Image point grounding data
+---+
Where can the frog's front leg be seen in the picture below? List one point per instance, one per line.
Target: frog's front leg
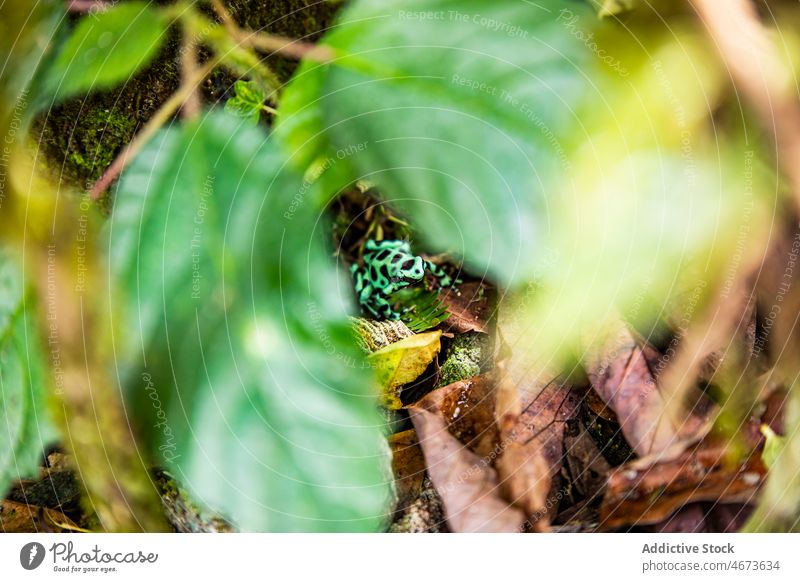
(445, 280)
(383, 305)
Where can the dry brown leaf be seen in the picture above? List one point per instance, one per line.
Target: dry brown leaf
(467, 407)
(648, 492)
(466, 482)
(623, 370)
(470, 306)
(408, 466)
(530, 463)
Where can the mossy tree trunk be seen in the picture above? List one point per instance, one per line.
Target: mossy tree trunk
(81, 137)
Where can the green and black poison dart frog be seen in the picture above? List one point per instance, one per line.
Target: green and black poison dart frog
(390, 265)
+---+
Work request - Starting at the line that contains "Where can the mossy", copy each line through the last one in the records, exactly, and output nothing else.

Result for this task -
Where can the mossy tree trunk be seen in the picture above? List one point per instance, one per line.
Target: mossy tree trunk
(81, 137)
Where can the green and black poison dart frog be seen in the picture above? List one point per instance, one per line.
Target: green and black poison dart frog
(390, 265)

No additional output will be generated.